** The request **
Give back all of the lines below word for word, but leave the pictures out.

──────── Data extract ────────

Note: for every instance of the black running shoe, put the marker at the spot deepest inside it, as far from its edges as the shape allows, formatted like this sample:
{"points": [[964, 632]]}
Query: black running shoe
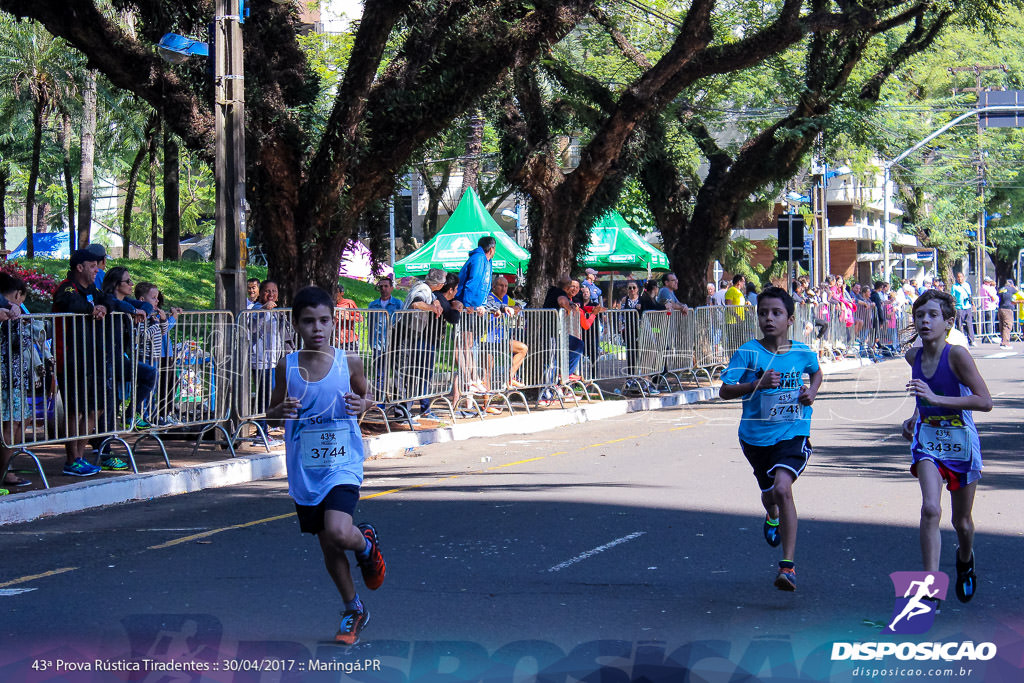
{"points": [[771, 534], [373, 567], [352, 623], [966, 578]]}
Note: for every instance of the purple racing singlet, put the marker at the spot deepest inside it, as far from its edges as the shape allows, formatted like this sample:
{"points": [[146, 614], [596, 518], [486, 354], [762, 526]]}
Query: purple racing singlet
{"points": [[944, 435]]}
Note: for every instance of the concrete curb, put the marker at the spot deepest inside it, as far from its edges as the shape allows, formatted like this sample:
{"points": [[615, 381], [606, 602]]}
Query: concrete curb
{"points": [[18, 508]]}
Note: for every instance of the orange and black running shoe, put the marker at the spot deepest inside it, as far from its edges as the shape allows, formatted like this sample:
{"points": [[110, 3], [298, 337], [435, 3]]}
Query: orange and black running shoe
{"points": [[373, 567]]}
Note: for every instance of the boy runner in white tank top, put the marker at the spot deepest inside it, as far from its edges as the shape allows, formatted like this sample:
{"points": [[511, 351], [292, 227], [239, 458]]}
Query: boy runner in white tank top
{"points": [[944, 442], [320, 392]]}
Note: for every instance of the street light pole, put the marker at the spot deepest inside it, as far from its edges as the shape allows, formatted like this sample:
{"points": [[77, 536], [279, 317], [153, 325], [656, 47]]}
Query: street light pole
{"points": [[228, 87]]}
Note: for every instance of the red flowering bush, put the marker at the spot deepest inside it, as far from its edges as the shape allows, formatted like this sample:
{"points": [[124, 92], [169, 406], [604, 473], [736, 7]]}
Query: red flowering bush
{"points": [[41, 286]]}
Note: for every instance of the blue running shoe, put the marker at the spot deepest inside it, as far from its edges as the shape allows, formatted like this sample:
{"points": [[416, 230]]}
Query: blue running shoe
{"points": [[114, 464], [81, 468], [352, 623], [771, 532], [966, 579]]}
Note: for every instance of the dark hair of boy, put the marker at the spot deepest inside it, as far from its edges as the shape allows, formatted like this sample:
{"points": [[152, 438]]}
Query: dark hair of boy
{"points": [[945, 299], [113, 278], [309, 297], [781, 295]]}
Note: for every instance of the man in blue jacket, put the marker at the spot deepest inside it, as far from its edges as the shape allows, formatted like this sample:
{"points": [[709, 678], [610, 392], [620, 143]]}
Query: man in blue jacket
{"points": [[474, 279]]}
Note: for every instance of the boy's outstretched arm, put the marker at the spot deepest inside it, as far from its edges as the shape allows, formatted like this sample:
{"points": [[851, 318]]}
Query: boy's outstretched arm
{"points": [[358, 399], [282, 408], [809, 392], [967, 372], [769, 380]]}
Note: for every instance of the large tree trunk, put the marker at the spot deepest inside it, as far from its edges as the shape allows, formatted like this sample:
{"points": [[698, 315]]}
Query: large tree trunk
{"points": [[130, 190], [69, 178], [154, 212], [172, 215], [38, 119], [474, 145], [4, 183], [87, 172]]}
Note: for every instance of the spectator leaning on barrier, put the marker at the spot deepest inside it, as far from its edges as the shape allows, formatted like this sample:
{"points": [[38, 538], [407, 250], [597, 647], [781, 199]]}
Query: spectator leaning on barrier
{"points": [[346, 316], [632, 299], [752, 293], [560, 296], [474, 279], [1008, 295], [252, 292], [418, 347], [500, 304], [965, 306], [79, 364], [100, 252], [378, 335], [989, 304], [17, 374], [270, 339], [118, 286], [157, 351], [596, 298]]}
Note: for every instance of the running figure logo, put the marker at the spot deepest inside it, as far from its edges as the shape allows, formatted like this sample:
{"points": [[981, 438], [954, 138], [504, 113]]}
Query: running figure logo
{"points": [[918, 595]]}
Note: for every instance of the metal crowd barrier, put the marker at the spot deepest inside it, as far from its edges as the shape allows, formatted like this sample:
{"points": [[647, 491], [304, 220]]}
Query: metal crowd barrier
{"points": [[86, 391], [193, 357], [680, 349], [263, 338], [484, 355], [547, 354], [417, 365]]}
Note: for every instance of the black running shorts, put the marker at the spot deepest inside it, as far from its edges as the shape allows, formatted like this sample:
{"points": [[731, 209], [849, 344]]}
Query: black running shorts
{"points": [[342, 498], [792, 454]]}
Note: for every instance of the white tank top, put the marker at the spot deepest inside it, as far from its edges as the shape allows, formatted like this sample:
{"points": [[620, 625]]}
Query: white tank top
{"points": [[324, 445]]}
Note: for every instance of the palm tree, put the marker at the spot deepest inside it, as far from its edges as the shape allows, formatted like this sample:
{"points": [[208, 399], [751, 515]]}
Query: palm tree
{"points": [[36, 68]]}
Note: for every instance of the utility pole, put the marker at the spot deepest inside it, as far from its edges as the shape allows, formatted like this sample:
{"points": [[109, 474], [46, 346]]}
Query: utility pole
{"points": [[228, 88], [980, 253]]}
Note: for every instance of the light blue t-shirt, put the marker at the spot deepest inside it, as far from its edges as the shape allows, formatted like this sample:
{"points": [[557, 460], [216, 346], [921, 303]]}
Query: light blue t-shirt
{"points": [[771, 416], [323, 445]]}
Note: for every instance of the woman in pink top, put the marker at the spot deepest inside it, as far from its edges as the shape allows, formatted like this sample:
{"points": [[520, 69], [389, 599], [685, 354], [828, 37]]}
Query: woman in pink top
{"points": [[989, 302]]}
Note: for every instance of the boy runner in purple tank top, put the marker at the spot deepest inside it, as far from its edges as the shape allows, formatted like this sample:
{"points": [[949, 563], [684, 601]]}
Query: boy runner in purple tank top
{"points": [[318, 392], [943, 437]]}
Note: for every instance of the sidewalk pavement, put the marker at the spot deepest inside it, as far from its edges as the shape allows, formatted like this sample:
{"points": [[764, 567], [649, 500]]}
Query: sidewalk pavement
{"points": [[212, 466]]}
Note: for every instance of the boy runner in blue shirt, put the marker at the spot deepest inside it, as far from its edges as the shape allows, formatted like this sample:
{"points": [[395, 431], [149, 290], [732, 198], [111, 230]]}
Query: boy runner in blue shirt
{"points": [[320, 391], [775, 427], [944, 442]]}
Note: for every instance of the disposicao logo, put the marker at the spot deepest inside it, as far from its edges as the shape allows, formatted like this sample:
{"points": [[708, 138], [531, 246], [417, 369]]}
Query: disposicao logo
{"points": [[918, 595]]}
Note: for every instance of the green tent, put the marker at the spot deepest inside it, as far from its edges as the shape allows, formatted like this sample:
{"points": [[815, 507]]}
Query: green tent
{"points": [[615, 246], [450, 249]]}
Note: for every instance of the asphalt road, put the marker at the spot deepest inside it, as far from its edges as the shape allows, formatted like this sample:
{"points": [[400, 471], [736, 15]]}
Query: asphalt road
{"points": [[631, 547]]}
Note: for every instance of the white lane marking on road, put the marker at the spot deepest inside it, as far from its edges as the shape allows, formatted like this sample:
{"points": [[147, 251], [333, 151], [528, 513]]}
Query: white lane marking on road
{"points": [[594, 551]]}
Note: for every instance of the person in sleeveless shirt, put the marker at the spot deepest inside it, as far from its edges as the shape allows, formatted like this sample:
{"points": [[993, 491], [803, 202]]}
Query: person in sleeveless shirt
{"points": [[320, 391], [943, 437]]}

────────

** Result of the exercise **
Note: for every instance of the black running shoe, put the marker at the spot deepest inside it, as far from its edges as the shape allows, formatted like this sample:
{"points": [[964, 632]]}
Query: black running shoe
{"points": [[771, 534], [373, 567], [352, 623], [966, 578]]}
Note: for every instance of the purple racing singlet, put the marker at the spot deepest inside it, as far from its edges as the shape allows, formatted like this sample:
{"points": [[146, 614], [596, 518], [486, 354], [762, 526]]}
Query: purple racing singlet
{"points": [[944, 435]]}
Note: for every instance of the concrete curb, put the marker at the spot deepest inside it, as far from its edges as the shape allows, formatted like this sample:
{"points": [[615, 381], [606, 602]]}
Query: concrete curb
{"points": [[18, 508]]}
Note: for every instance of the orange and black running shoe, put the marker at the spot deepest inside it, as far from its edges as the shape allows, formatted like this sample:
{"points": [[110, 3], [298, 337], [435, 3]]}
Query: orange and black running shoe
{"points": [[373, 567]]}
Note: for every instance of the boy runner in white tank top, put the marker at the spot deepest inside it, as far from its edges as the shape allows, formatted like this sample:
{"points": [[511, 351], [292, 227], [239, 458]]}
Query: boy runner in white tank top
{"points": [[944, 442], [320, 392]]}
Note: for every instance of the street light pole, put the marker at the spot deepest inside it, as far from its edges as the shape allows, formatted like this sample:
{"points": [[77, 536], [279, 317], [153, 325], [656, 47]]}
Query: street light pole
{"points": [[228, 87]]}
Note: for every instance of the red flowering bush, put the marker at the spot deepest inside it, as far from its edges as the shape allows, formatted like this sample:
{"points": [[124, 92], [169, 406], [604, 473], [736, 7]]}
Query: red flowering bush
{"points": [[41, 286]]}
Note: for every instance of the blue running shoe, put the marker at the spot deepest inside it, as far from its edges as the shape allows, formatted like this sample:
{"points": [[416, 230]]}
Query: blue running shoe
{"points": [[114, 464], [81, 468], [352, 623], [771, 532], [966, 579]]}
Note: for every instance of the dark hair of boy, put the marker at the spot deepest inside it, as far from its edges as the shape allows, formatted like this sample:
{"points": [[152, 438]]}
Query: dark hair of boy
{"points": [[945, 299], [113, 278], [309, 297], [781, 295]]}
Note: for every instance of the man in blue jacket, put the marker at the spot deepest inside it, as far from its edges as the shape allows, formatted like this sample:
{"points": [[709, 678], [610, 392], [620, 143]]}
Query: man in blue jacket
{"points": [[474, 279]]}
Note: for every instance of the boy's outstretched arm, put the marker at the spot deepest inside it, as far from its edges as the shape allows, formatted like this sample:
{"points": [[851, 318]]}
Query: boy's outstretched arm
{"points": [[358, 399], [282, 408], [809, 392], [967, 372], [769, 380]]}
Note: for every instance of the large tree trunk, put the marker at the spot deepest inside it, as far from its edges as the shape allows, formatted like this sample:
{"points": [[698, 315]]}
Query: large tree trunk
{"points": [[130, 190], [69, 178], [154, 212], [172, 215], [38, 119], [474, 145], [4, 183], [87, 172]]}
Note: for every instance of the spectator leaning on barrier, put the marker at the spot deepest inside it, as far from its edges as the shape allows, formatted like this sample:
{"points": [[38, 538], [407, 250], [597, 647], [781, 199]]}
Query: spectator leaning on barrier
{"points": [[346, 316], [632, 299], [752, 293], [560, 296], [474, 279], [1008, 295], [252, 292], [418, 347], [500, 304], [965, 306], [79, 364], [100, 252], [378, 335], [989, 304], [17, 374], [270, 339], [118, 286], [157, 351], [596, 298]]}
Note: for every instance of the running figure logo, put the marker at the spot deepest inside it, as far from its edges as the shape allows, formatted like this sample:
{"points": [[981, 438], [954, 138], [504, 113]]}
Query: running figure logo
{"points": [[918, 595]]}
Note: for every instance of the metal crowd barrier, put the marker at the spot deepest inside it, as far from its edges as the shape allows, formatted like this sample:
{"points": [[647, 491], [304, 220]]}
Query: metal crowd barrier
{"points": [[86, 391], [193, 357], [680, 349], [263, 338], [484, 355], [547, 354], [417, 365]]}
Note: for every instance of the black running shorts, put the marker at the spot deepest inside it, as far from its edges as the shape allows, formatted like this sample:
{"points": [[731, 209], [849, 344]]}
Query: black running shorts
{"points": [[342, 498], [792, 454]]}
Note: for every instance of the white tank top, put the marker at the spot deepest inside it, as far from its edges as the shape allows, formatted like this sample:
{"points": [[620, 625]]}
Query: white tank top
{"points": [[324, 445]]}
Note: for every instance of the palm tree, put the marker at the spot deepest inside it, as far from its edges as the shape allows, formatted like this sample:
{"points": [[208, 399], [751, 515]]}
Query: palm tree
{"points": [[36, 68]]}
Note: for every instance of the utility pole, put the marker at the spot deepest inside it, as far from its edges as the shape allows, formatted like this sample:
{"points": [[109, 474], [46, 346]]}
Query: utility pole
{"points": [[228, 88], [980, 253]]}
Note: for every instance of the light blue t-shirt, put the marker at the spot deepest inside it, as far from its edges as the shape allows, formatted like this sample:
{"points": [[557, 460], [216, 346], [921, 303]]}
Query: light blue t-shirt
{"points": [[771, 416], [323, 445]]}
Note: for every instance of the woman in pink top, put the marker at the spot deepest inside it, as far from its edges as the shape allows, formatted like this sample:
{"points": [[520, 69], [389, 599], [685, 354], [828, 37]]}
Query: woman in pink top
{"points": [[989, 302]]}
Note: for every instance of the boy runner in purple tank top, put the marker at the spot deepest inside it, as far from its edges as the shape allows, formatted like this sample:
{"points": [[949, 563], [684, 601]]}
Query: boy runner in purple tank top
{"points": [[318, 392], [943, 437]]}
Note: for every instance of the sidewalk pavement, put the marker at the spot deepest inside it, as far from its edges as the shape allows, formatted like this sample:
{"points": [[764, 567], [649, 500]]}
Query: sidewalk pavement
{"points": [[212, 466]]}
Note: for every instance of the boy runner in blue shirt, put the marker at the spot deepest inside it, as far from its edges as the shape allows, formatted like this sample:
{"points": [[395, 431], [149, 290], [732, 198], [111, 230]]}
Query: boy runner in blue shirt
{"points": [[320, 391], [775, 427], [944, 442]]}
Note: for every instance of the disposicao logo, put the marker at the spot deepest inside it, as far from its edges as the shape allows, formatted like this sample:
{"points": [[708, 138], [531, 246], [417, 369]]}
Query: disposicao logo
{"points": [[918, 595]]}
Note: for every instance of the green tent, put the marker at the spot deepest inside it, as far from its edges as the shape allows, formatted like this sample:
{"points": [[815, 507]]}
Query: green tent
{"points": [[615, 246], [450, 249]]}
Note: for every instance of the asphalt road, put the marker at the spot deepest inside it, as far from its edges as the shape allows, formatted like this sample:
{"points": [[400, 471], [736, 15]]}
Query: asphalt road
{"points": [[631, 547]]}
Note: for every instance of the white lane marking on road, put the marker at the spot deepest inside it, as far from its edges as the shape allows, formatted like this sample:
{"points": [[147, 251], [333, 151], [528, 513]]}
Query: white lane marking on road
{"points": [[594, 551]]}
Note: for every instance of the person in sleeveless shirt, put the marker at the spot deepest inside it, as far from its edges as the shape allows, formatted like this sample:
{"points": [[993, 491], [803, 202]]}
Query: person in sleeveless shirt
{"points": [[320, 391], [943, 437]]}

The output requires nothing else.